* [ЗАДАНИЕ 1] Перечислите по отрывку о военных порядках Павла все исходы, которые могли ждать офицеров на караульных парадах.
* [ЗАДАНИЕ 2]
Ответьте по отрывку о военных порядках Павла:
(а) Какого числа Павел появился на параде гвардейцев вместе с Аракчеевым?
(б) Манифест какого года Павел не смог отменить?
(в) Кем по происхождению был Массон и чьим секретарем он служил?

* [ОТРЫВОК ТЕКСТА]
--*--

Несмотря на многочисленные военные кампании предыдущих лет правления, не вызывает сомнений, что к моменту смерти Екатерины армия была в весьма тяжелом положении. Благодаря попустительству Екатерины офицеры пользовались такой же личной свободой, как остальное дворянство: иногда они месяцами не появлялись в своих полках, живя в Санкт-Петербурге или своих поместьях. Полковники относились к своим полкам как к частной собственности, используя солдат в личных целях. Павел быстро положил этому конец. Правда, он не смог отменить манифест 1762 г., освобождавший дворян от обязательной государственной службы, но всем служащим офицерам приказали немедленно вернуться в свои полки или объяснить свое отсутствие, и Аракчееву повелели побеседовать с каждым офицером в Санкт-Петербурге, который не находился в своем полку. Тем временем войска во всей России должны были немедленно приступить к овладению новыми формами обучения и дисциплины.
В день своего восшествия на престол император провозгласил себя командующим всеми гвардейскими полками и проследил за тем, чтобы новый распорядок немедленно был принят в них. Утром 8 ноября он появился на параде гвардейцев в сопровождении Аракчеева и других «людей с Гатчины». Александр и Константин тоже присутствовали, одетые в новые формы и казавшиеся, по крайней мере одному из офицеров, «старыми портретами немецких офицеров, которые выпрыгнули из своих рам»[25]. Сначала Павел выглядел очень недовольным, пожимал плечами и качал головой, но потом ему сказали, что «армия Гатчины» прибыла в город. Он отложил начало парада, поскакал навстречу своим войскам и вернулся во главе их. Новые люди были немедленно разделены и назначены в гвардейские полки, получив задание как можно скорее внедрить там гатчинские порядки. Павел оценивал успехи гвардейцев, проводя каждое утро ежедневные «караульные парады» – церемонии, на которые его офицеры шли как к месту экзекуции. Никто не знал, что их там ждало: поощрение или ссылка в Сибирь, тюремное заключение или увольнение со службы. Даже малейшая ошибка каралась немедленно. Генерал Саблуков вспоминал, что он и его братья-офицеры устроили складчину, чтобы быть уверенными, что каждый будет иметь при себе несколько сотен рублей и, таким образом, не окажется в ссылке без гроша в кармане.
Массой, швед, который служил секретарем Александра, пока его не уволил Павел, нарисовал живую картину ежедневных появлений на «часовом параде» этого императора, который пытался командовать Россией, как полком. «Одетый в простую темно-зеленую форму, огромные сапоги и громадную шляпу, он посвящал утро караульным парадам. Там он читал свои распоряжения, отдавал приказы, сообщал о помилованиях, наградах и наказаниях, и каждый офицер представлялся ему. Окруженный сыновьями и адъютантами, он притопывал ногами, чтобы согреться. С непокрытой головой и заложив одну руку за спину, а другой отбивая ритм и непрестанно крича: «Раз-два! Раз-два!», он при 15–20 градусах мороза щеголял без шубы. Вскоре ни один офицер не показывался в шубе, и даже старым генералам, мучимым кашлем, подагрой и ревматизмом, приходилось стоять рядом с Павлом, одетыми подобным образом»[26]. Неудивительно, что офицеры стали толпами уходить в отставку.

--*--

[Примеры разметки точками]
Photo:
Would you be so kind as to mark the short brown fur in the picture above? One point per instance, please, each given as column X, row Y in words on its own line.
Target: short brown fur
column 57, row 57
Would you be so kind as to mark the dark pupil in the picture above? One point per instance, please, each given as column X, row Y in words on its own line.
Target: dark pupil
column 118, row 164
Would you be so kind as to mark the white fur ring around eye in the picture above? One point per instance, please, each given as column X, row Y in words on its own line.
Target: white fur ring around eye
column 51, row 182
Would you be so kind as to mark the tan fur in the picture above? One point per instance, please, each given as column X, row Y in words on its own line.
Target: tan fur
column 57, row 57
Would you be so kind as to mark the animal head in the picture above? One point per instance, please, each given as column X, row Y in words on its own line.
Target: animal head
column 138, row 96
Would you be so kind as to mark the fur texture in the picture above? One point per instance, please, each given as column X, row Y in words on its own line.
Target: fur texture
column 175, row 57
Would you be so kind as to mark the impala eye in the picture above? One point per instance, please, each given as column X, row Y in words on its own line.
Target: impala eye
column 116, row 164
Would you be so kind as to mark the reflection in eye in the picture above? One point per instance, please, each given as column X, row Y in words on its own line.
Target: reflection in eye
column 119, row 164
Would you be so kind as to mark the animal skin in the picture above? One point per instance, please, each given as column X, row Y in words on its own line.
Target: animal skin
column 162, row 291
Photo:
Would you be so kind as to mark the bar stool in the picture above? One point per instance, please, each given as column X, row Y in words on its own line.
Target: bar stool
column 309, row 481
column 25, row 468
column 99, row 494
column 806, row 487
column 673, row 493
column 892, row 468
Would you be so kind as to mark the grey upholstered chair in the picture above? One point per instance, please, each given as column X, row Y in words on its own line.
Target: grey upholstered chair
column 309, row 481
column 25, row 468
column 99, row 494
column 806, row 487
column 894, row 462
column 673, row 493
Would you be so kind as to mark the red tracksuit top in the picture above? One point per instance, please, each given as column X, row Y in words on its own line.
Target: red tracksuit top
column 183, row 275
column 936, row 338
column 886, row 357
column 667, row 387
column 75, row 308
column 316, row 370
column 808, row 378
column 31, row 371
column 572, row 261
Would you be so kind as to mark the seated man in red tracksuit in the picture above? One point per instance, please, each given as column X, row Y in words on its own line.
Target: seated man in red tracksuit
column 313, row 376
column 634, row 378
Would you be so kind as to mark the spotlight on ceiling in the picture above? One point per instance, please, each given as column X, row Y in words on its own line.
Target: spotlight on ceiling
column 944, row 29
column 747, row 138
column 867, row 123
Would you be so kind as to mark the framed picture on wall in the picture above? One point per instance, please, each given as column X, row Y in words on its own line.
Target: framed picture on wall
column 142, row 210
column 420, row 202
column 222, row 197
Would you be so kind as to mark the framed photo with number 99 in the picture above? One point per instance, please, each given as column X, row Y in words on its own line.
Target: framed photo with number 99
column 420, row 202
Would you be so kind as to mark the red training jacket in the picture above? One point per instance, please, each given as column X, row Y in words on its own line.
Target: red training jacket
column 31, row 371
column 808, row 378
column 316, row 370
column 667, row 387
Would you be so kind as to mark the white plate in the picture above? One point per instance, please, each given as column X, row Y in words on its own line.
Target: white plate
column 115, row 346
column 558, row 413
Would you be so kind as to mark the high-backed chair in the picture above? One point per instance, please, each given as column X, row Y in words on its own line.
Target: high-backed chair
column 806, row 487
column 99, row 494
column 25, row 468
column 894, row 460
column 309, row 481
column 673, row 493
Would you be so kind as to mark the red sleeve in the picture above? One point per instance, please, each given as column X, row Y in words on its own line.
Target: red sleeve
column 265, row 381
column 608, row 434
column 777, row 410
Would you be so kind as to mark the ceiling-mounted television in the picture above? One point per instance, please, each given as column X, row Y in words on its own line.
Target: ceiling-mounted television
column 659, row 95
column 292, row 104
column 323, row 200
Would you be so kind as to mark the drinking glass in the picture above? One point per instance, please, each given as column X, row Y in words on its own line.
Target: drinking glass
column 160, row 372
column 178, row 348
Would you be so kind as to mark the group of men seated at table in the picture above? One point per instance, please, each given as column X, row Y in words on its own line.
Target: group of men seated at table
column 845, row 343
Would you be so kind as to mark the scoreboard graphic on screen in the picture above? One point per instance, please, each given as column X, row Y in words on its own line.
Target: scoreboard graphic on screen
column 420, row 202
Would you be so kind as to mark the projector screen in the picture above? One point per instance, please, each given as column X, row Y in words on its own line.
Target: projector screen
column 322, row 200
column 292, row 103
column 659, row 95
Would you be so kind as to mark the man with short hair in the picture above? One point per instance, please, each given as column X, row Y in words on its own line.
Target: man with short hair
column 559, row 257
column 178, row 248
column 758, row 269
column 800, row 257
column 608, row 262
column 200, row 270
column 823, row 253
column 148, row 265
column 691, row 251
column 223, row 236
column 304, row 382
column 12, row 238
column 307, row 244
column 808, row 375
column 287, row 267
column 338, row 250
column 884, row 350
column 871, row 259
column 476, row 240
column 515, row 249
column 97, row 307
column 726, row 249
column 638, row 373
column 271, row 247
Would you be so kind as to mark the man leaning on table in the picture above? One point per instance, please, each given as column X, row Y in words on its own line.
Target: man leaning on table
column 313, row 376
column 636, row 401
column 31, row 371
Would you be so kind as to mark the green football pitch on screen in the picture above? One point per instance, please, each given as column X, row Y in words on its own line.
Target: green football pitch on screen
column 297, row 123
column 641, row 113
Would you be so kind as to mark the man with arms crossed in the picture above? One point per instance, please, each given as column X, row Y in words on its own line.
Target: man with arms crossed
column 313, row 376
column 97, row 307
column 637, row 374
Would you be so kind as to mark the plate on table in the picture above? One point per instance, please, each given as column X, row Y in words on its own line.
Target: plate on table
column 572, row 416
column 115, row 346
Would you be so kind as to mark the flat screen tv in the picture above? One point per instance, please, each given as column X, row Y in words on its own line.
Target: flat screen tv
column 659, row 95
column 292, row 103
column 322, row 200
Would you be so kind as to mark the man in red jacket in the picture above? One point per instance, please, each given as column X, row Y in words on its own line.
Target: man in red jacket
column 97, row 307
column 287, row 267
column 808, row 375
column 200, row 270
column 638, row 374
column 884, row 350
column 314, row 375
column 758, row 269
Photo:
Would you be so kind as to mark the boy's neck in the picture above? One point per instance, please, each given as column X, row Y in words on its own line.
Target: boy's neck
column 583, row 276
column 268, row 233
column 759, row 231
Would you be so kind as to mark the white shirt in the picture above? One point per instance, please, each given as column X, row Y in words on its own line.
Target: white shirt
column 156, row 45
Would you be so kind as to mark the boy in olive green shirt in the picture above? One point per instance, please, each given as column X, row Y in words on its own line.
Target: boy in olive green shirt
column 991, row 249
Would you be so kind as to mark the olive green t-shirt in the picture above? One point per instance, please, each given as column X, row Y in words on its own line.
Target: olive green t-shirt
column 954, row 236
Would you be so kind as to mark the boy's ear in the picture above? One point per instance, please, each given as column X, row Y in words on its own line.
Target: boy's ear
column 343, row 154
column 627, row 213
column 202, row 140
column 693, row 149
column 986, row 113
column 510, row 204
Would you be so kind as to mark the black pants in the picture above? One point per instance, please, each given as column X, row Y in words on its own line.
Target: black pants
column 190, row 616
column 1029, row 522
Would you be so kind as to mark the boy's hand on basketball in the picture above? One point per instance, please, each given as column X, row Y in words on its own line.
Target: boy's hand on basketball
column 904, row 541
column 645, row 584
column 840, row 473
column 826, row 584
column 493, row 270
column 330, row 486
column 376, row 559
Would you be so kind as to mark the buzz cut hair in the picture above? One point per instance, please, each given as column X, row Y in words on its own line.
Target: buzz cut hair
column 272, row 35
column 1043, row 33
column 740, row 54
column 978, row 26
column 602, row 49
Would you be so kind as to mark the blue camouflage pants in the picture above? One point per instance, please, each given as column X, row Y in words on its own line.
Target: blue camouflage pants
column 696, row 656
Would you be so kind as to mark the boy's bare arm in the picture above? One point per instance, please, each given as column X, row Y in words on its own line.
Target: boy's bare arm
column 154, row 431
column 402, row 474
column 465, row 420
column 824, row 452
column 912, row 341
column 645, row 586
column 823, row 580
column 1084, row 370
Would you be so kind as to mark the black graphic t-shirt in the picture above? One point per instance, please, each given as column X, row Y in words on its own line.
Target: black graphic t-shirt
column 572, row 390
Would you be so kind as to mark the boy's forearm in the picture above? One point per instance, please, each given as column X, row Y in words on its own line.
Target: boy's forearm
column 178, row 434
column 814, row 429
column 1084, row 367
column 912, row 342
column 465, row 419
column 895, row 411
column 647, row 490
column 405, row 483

--*--

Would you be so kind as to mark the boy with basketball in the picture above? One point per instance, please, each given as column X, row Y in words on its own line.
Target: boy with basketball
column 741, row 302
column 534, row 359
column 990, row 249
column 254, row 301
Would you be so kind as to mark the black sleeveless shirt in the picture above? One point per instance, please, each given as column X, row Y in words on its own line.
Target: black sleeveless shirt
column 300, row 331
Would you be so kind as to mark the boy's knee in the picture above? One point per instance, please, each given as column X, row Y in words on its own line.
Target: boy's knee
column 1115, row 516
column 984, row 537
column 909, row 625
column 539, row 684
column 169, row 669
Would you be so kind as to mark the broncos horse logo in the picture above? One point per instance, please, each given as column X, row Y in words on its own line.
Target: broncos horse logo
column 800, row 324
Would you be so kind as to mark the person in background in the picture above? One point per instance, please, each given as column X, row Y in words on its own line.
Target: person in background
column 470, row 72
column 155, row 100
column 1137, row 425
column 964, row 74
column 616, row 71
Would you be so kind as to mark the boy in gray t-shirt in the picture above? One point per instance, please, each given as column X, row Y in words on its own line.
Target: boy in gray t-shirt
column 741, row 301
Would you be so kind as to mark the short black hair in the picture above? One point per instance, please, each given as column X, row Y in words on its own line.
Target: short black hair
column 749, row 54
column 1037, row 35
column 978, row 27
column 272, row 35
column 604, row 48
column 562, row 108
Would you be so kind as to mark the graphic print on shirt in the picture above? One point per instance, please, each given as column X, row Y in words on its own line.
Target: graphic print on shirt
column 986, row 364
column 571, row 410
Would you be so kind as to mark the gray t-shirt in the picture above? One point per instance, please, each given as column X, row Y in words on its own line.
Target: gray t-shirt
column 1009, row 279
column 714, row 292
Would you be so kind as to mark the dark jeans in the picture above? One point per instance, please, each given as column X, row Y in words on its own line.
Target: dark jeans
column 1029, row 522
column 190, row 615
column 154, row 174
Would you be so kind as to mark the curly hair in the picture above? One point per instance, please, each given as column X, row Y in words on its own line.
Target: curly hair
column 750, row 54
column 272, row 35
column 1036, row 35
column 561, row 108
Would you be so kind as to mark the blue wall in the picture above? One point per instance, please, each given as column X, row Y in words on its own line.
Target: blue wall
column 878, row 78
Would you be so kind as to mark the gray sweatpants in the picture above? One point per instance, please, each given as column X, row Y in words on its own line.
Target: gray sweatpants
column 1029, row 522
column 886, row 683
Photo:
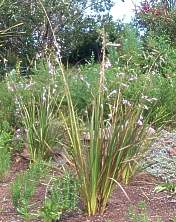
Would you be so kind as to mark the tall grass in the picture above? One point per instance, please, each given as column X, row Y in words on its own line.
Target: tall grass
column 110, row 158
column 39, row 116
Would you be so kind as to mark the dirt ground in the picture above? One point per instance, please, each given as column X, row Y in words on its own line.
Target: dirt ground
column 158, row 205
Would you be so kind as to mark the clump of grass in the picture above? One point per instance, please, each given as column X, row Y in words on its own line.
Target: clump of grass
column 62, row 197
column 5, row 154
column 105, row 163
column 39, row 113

--*--

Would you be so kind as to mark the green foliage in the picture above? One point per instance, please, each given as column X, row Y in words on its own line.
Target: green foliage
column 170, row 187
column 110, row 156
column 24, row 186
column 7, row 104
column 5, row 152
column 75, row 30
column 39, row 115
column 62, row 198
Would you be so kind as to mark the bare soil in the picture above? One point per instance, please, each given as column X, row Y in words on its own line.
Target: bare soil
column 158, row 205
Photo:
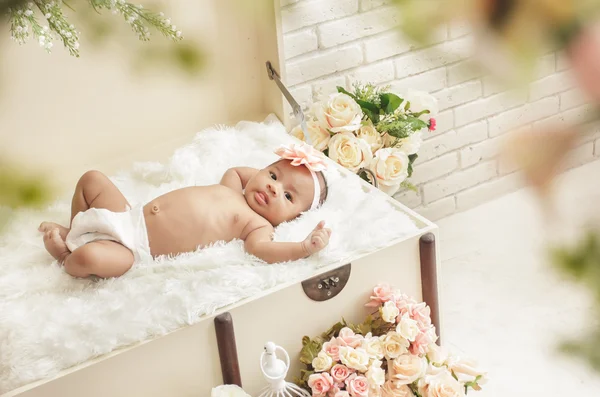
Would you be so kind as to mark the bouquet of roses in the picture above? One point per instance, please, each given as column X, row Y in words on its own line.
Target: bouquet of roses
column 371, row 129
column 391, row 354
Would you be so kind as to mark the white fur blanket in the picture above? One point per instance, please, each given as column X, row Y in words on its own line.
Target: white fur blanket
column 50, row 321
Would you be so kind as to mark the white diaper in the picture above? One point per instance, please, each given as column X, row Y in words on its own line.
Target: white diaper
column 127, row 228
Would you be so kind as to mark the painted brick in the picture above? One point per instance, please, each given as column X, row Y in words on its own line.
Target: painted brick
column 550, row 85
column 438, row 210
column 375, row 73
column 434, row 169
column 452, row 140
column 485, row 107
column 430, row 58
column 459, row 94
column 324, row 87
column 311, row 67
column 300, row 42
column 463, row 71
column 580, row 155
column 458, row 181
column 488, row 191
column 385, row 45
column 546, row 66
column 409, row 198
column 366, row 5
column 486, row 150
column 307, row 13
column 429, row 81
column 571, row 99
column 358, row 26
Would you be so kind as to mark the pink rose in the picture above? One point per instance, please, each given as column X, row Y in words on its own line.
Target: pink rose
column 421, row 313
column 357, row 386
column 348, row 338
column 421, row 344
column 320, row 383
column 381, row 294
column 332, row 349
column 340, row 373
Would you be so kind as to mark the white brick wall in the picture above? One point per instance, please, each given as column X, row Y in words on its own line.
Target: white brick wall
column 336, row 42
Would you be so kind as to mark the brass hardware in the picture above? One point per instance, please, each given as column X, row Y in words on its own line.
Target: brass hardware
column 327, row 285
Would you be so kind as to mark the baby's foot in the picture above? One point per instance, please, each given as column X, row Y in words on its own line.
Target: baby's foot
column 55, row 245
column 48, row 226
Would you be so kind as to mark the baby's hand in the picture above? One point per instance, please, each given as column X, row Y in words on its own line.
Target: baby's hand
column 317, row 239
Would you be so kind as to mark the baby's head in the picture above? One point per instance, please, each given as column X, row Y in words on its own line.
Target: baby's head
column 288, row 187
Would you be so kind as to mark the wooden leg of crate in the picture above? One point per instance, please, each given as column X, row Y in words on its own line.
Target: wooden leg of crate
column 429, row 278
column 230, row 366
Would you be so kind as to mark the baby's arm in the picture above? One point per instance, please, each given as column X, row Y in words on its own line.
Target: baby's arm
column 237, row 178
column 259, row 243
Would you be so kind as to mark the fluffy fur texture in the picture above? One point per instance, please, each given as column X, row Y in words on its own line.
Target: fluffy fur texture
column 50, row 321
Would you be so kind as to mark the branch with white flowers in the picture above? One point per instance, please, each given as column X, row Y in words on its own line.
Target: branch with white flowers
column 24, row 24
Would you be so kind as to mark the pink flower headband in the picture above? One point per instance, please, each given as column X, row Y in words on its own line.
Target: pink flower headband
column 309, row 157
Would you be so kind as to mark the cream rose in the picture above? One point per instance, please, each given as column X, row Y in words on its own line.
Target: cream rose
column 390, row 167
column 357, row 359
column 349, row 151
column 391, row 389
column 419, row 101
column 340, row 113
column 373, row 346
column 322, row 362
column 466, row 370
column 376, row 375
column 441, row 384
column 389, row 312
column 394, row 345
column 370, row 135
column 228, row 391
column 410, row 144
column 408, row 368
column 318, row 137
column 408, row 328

--*--

* [ИТОГОВЫЙ ОТВЕТ 1]
- поощрение
- ссылка в Сибирь
- тюремное заключение
- увольнение со службы

* [ИТОГОВЫЙ ОТВЕТ 2]
(а) 8 ноября.
(б) 1762 года.
(в) Шведом; он служил секретарем Александра.